-- start TASK INPUT --

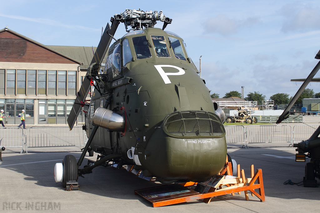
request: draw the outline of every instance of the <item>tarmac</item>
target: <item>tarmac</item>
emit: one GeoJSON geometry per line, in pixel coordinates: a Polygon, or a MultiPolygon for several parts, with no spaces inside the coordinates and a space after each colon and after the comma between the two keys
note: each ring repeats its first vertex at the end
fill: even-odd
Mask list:
{"type": "MultiPolygon", "coordinates": [[[[54,181],[54,165],[69,154],[77,160],[80,148],[33,148],[21,154],[19,148],[8,148],[0,162],[0,212],[320,212],[318,187],[284,184],[289,179],[301,181],[305,165],[295,162],[295,148],[284,146],[261,144],[245,148],[228,145],[228,153],[244,170],[246,177],[250,175],[251,164],[255,171],[262,169],[264,202],[250,193],[246,201],[242,192],[214,198],[209,204],[196,201],[155,208],[134,191],[161,184],[143,179],[124,169],[98,167],[84,178],[79,177],[79,190],[65,191],[54,181]]],[[[87,155],[86,158],[94,160],[96,156],[87,155]]],[[[86,162],[85,159],[81,167],[86,162]]]]}

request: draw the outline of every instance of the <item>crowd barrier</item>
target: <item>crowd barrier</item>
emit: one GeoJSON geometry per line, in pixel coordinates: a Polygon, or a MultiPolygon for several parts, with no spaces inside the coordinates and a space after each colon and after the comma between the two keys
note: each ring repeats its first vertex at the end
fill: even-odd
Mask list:
{"type": "MultiPolygon", "coordinates": [[[[308,140],[318,125],[225,126],[227,144],[236,144],[247,147],[250,144],[295,143],[308,140]],[[292,130],[293,129],[293,130],[292,130]]],[[[70,131],[67,126],[36,127],[23,129],[17,127],[0,127],[1,146],[21,147],[21,152],[28,148],[55,147],[84,147],[87,141],[82,126],[70,131]]]]}
{"type": "Polygon", "coordinates": [[[4,147],[21,147],[21,152],[24,152],[23,129],[18,127],[0,128],[1,145],[4,147]]]}

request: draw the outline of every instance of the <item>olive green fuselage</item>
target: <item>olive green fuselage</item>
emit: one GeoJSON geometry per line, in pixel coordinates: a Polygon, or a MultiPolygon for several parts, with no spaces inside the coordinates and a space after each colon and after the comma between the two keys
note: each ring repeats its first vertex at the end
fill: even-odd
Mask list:
{"type": "MultiPolygon", "coordinates": [[[[217,125],[222,133],[219,135],[212,135],[212,126],[208,127],[211,129],[211,134],[204,136],[198,130],[195,130],[193,135],[191,132],[201,126],[191,126],[188,127],[191,131],[186,130],[186,126],[197,126],[194,122],[200,119],[198,115],[191,124],[188,119],[179,120],[184,127],[176,125],[174,128],[184,128],[182,136],[173,130],[172,134],[168,133],[170,126],[165,127],[164,119],[175,112],[186,115],[193,110],[200,115],[202,112],[214,113],[209,91],[188,57],[184,45],[181,45],[181,49],[185,57],[177,56],[174,44],[169,42],[170,39],[179,40],[183,43],[182,39],[174,34],[158,28],[148,28],[140,34],[128,34],[110,47],[105,72],[112,92],[100,95],[95,91],[90,111],[86,115],[86,125],[90,134],[93,112],[111,96],[108,109],[123,114],[125,127],[122,133],[99,128],[91,147],[104,155],[121,153],[125,163],[136,165],[136,168],[142,170],[145,176],[156,177],[163,182],[179,179],[203,181],[219,173],[225,163],[225,133],[221,121],[217,125]],[[141,36],[147,39],[149,56],[138,55],[139,50],[134,45],[134,38],[141,36]],[[153,39],[161,36],[167,42],[166,57],[159,57],[162,50],[153,47],[156,45],[153,39]],[[126,39],[127,43],[123,42],[126,39]],[[125,50],[122,45],[125,43],[128,44],[132,58],[124,64],[125,50]],[[114,52],[118,46],[121,51],[116,55],[114,52]],[[117,56],[120,61],[115,59],[117,56]],[[118,62],[120,68],[110,65],[112,61],[118,62]],[[130,83],[123,83],[125,77],[132,79],[130,83]],[[132,159],[128,152],[132,148],[134,157],[132,159]]],[[[212,122],[211,119],[205,120],[212,122]]]]}

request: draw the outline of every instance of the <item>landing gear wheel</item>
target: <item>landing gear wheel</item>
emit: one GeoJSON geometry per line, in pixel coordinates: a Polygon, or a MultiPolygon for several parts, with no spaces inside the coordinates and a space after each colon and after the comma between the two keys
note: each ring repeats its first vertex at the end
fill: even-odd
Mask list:
{"type": "Polygon", "coordinates": [[[88,150],[88,152],[89,153],[89,157],[92,157],[93,156],[93,152],[93,152],[93,150],[91,148],[90,148],[90,149],[88,150]]]}
{"type": "Polygon", "coordinates": [[[305,175],[306,180],[313,180],[315,179],[315,168],[313,164],[308,163],[306,164],[305,175]]]}
{"type": "Polygon", "coordinates": [[[232,118],[231,117],[228,117],[227,118],[227,123],[232,123],[232,118]]]}
{"type": "Polygon", "coordinates": [[[252,118],[247,118],[246,119],[245,122],[248,124],[252,124],[252,118]]]}
{"type": "Polygon", "coordinates": [[[76,181],[78,179],[78,167],[76,157],[72,155],[66,155],[62,164],[63,167],[62,186],[66,188],[67,182],[76,181]]]}
{"type": "Polygon", "coordinates": [[[232,175],[236,176],[237,174],[237,162],[236,161],[231,158],[229,154],[227,154],[227,156],[228,156],[228,162],[231,162],[231,167],[232,169],[232,175]]]}

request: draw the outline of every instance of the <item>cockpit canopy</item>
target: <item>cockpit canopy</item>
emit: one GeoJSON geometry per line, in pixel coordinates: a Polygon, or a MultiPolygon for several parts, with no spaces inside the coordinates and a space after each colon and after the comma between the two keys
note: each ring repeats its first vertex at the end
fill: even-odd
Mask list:
{"type": "Polygon", "coordinates": [[[112,72],[113,78],[116,78],[121,75],[122,70],[129,62],[153,56],[186,61],[185,51],[183,40],[171,32],[165,32],[158,28],[133,31],[126,34],[110,47],[105,73],[112,72]]]}

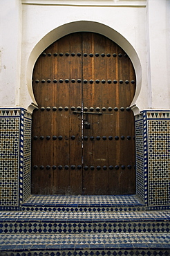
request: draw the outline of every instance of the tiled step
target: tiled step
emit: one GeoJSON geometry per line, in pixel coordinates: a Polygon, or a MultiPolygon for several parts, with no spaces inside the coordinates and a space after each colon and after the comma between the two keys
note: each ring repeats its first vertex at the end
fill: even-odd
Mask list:
{"type": "Polygon", "coordinates": [[[170,212],[1,212],[3,234],[158,233],[170,232],[170,212]]]}
{"type": "Polygon", "coordinates": [[[170,235],[1,235],[0,252],[7,255],[161,255],[170,253],[170,235]]]}
{"type": "Polygon", "coordinates": [[[135,212],[146,207],[135,194],[120,196],[31,195],[22,204],[23,211],[59,212],[135,212]]]}

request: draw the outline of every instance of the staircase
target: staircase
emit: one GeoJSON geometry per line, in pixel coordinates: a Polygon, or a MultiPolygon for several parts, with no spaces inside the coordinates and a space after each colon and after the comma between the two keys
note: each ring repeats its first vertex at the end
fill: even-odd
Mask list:
{"type": "Polygon", "coordinates": [[[30,196],[0,212],[0,255],[170,255],[170,211],[136,195],[30,196]]]}

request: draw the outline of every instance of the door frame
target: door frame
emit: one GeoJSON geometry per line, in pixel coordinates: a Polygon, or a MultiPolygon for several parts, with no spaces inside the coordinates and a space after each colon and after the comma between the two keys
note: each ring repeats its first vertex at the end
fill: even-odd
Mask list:
{"type": "MultiPolygon", "coordinates": [[[[49,33],[44,35],[44,37],[36,44],[36,46],[32,49],[28,60],[26,70],[27,86],[31,99],[31,103],[29,106],[28,106],[27,108],[27,113],[32,113],[35,108],[36,108],[36,107],[37,106],[32,88],[32,75],[35,64],[41,52],[52,43],[53,43],[58,39],[64,37],[64,35],[75,32],[83,31],[97,33],[107,37],[112,41],[114,41],[115,43],[117,43],[128,54],[133,65],[136,75],[136,91],[133,100],[131,102],[131,107],[133,111],[134,116],[140,114],[140,110],[135,102],[139,96],[141,89],[142,66],[135,50],[128,42],[128,40],[123,37],[123,35],[120,35],[118,32],[115,31],[111,27],[97,22],[85,21],[79,21],[66,24],[58,28],[56,28],[52,31],[49,31],[49,33]]],[[[138,152],[137,147],[138,145],[136,145],[136,152],[138,152]]],[[[137,158],[136,161],[138,161],[137,158]]],[[[136,164],[138,165],[138,163],[136,163],[136,164]]],[[[31,183],[30,183],[30,186],[31,183]]],[[[140,186],[140,184],[136,182],[136,191],[138,190],[138,186],[140,186]]]]}

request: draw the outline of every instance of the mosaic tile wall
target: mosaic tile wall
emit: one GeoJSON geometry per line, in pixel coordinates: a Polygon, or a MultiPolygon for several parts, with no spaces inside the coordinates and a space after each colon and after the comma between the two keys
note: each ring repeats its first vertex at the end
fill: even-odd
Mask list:
{"type": "Polygon", "coordinates": [[[170,205],[170,111],[147,111],[147,118],[149,205],[166,209],[170,205]]]}
{"type": "Polygon", "coordinates": [[[30,194],[30,165],[31,165],[31,114],[24,113],[24,143],[23,143],[23,201],[30,194]]]}
{"type": "Polygon", "coordinates": [[[30,194],[31,115],[0,109],[0,210],[19,210],[30,194]]]}
{"type": "Polygon", "coordinates": [[[142,113],[135,116],[136,194],[144,202],[144,127],[142,113]]]}
{"type": "Polygon", "coordinates": [[[19,203],[20,115],[20,109],[0,110],[0,208],[6,210],[19,203]]]}

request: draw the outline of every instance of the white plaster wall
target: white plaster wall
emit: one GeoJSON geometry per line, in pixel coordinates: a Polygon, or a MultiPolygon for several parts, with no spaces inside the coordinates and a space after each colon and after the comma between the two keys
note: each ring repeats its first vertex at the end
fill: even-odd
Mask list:
{"type": "Polygon", "coordinates": [[[0,0],[0,107],[19,104],[21,3],[0,0]]]}
{"type": "Polygon", "coordinates": [[[170,107],[170,1],[149,0],[147,10],[149,107],[170,107]]]}
{"type": "Polygon", "coordinates": [[[2,107],[35,104],[31,74],[39,55],[66,34],[88,30],[120,42],[131,58],[138,83],[133,105],[169,109],[169,0],[147,0],[147,7],[143,0],[0,2],[2,107]]]}
{"type": "MultiPolygon", "coordinates": [[[[142,90],[144,91],[147,91],[145,64],[147,62],[145,7],[23,5],[23,65],[21,69],[23,90],[21,98],[23,99],[25,102],[27,100],[25,95],[26,89],[23,89],[24,85],[26,85],[26,77],[24,77],[27,68],[26,64],[28,62],[28,57],[35,44],[38,44],[41,38],[56,28],[67,23],[78,21],[102,23],[117,31],[129,42],[138,53],[141,63],[143,63],[142,90]]],[[[84,30],[84,27],[82,26],[82,28],[79,28],[79,30],[84,30]]],[[[91,26],[86,28],[85,30],[91,31],[91,26]]],[[[74,29],[73,30],[70,28],[70,32],[74,32],[74,29]]],[[[62,33],[58,35],[57,31],[55,39],[59,38],[59,36],[64,35],[70,32],[68,30],[62,31],[62,33]]],[[[94,32],[97,31],[94,30],[94,32]]],[[[100,31],[99,30],[98,32],[100,33],[100,31]]],[[[104,33],[104,31],[102,32],[104,33]]],[[[116,42],[117,38],[113,38],[113,39],[116,42]]],[[[44,44],[44,48],[47,46],[48,45],[44,44]]],[[[124,50],[129,55],[130,52],[128,53],[128,49],[124,50]]],[[[42,51],[43,49],[41,49],[41,51],[42,51]]],[[[138,78],[140,80],[141,77],[138,78]]],[[[27,82],[30,82],[29,77],[27,77],[27,82]]],[[[141,104],[140,107],[142,107],[142,104],[147,106],[147,95],[146,95],[141,100],[139,99],[138,104],[139,105],[140,104],[141,104]]],[[[27,104],[28,104],[29,103],[28,102],[27,104]]]]}

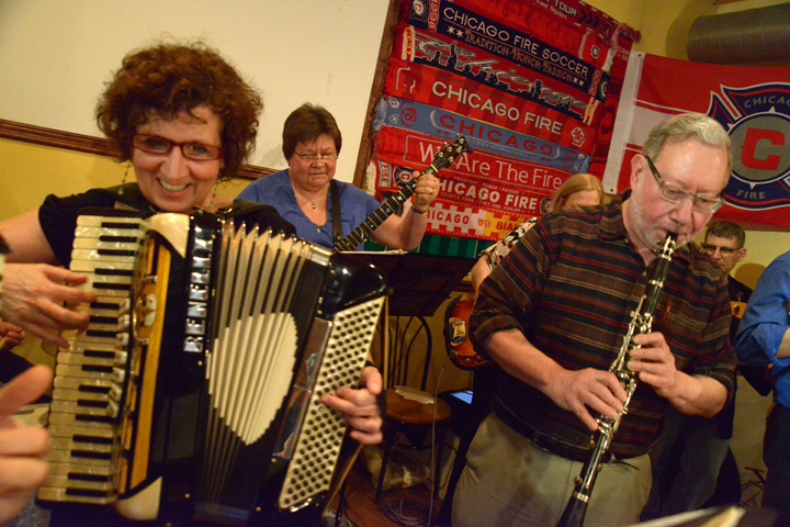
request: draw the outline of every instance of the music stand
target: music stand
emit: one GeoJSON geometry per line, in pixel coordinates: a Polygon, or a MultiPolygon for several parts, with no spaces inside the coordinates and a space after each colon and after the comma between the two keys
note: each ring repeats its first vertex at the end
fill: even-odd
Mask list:
{"type": "Polygon", "coordinates": [[[393,316],[431,316],[474,266],[474,258],[416,253],[356,253],[386,277],[393,316]]]}

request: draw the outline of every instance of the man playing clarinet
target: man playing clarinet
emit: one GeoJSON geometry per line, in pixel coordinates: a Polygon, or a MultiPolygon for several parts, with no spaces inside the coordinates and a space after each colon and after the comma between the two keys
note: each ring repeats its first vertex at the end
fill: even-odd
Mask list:
{"type": "Polygon", "coordinates": [[[633,157],[630,190],[608,205],[546,214],[483,282],[471,333],[501,372],[453,500],[455,527],[556,525],[599,422],[625,407],[583,500],[584,525],[639,520],[647,451],[668,405],[712,416],[732,396],[726,281],[688,244],[721,208],[731,164],[719,123],[672,117],[633,157]],[[668,239],[676,247],[652,328],[634,332],[668,239]],[[609,368],[630,330],[628,400],[609,368]]]}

-- end TASK INPUT --

OBJECTIVE:
Please list every line of the items above that contains the word "tarmac".

TASK RESPONSE:
request: draw the outline of every instance of the <item>tarmac</item>
target: <item>tarmac</item>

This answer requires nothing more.